◆ What is required:
Your task is to copy the stretch of lines in the records below that begins with the line containing "Check that one keypoint sits on every instance of the white" and ends with the line containing "Check that one keypoint sits on every instance of the snowy", exactly as written, with nothing added.

'''

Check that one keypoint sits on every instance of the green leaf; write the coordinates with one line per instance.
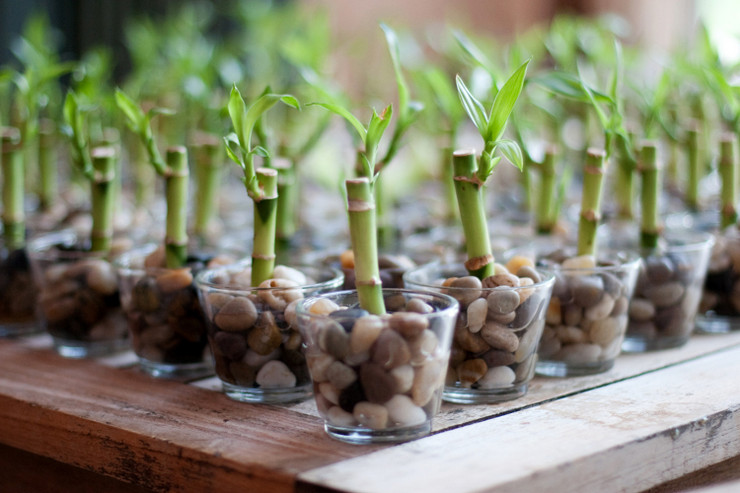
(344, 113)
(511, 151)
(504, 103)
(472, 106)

'''
'''

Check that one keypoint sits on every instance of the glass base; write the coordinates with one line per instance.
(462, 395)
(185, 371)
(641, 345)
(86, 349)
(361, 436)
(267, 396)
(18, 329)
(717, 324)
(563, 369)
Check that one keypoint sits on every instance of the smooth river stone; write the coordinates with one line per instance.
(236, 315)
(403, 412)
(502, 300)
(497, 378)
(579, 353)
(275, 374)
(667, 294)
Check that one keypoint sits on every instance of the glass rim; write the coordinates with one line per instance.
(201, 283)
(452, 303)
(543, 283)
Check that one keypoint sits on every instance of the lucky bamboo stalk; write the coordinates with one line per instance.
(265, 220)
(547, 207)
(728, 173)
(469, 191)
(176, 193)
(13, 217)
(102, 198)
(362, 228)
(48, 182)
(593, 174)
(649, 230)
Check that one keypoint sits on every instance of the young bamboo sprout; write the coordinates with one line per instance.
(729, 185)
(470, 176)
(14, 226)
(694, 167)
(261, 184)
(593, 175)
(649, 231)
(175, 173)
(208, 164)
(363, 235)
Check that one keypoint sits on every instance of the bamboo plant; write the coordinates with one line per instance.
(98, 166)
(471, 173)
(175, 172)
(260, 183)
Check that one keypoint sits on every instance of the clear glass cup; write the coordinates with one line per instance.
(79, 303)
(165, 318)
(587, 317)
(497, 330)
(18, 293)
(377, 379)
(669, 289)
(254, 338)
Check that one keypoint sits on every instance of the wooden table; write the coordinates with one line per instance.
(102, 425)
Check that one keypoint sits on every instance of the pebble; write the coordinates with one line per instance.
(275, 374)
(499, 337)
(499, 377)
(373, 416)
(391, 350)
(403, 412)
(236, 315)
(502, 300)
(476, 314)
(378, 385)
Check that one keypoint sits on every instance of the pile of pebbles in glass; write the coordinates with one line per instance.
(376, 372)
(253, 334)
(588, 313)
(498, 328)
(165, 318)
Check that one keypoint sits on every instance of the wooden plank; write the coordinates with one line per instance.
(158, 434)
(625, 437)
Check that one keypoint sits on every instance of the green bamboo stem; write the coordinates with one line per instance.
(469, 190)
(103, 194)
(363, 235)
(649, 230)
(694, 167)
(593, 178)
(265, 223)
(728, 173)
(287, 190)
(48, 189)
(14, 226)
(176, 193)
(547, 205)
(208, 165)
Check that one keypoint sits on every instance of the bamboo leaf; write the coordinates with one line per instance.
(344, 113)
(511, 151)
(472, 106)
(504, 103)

'''
'''

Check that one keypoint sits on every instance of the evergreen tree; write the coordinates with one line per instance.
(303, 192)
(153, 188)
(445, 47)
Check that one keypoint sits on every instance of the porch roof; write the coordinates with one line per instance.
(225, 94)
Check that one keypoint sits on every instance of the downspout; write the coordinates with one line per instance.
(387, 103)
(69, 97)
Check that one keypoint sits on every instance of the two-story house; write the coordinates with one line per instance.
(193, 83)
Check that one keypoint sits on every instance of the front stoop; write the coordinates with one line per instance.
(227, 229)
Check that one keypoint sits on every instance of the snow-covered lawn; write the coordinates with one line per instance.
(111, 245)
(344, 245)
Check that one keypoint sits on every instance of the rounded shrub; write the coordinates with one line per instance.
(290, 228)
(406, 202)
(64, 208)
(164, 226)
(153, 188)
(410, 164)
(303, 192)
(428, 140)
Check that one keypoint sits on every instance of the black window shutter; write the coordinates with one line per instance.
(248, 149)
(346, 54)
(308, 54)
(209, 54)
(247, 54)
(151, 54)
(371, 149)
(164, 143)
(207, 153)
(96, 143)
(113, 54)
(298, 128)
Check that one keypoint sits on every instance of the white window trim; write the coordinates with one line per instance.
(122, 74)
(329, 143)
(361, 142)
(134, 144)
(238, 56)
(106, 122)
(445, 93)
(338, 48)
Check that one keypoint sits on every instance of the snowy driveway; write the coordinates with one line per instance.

'''

◆ Completed exercise:
Check that one keypoint sits on every instance of the white window trim; write the coordinates with one line per instance.
(122, 74)
(329, 143)
(361, 142)
(134, 144)
(238, 56)
(106, 122)
(445, 93)
(338, 48)
Check that one keypoint sits on every instance of the snowy driveway; write the coordinates with one line per instance.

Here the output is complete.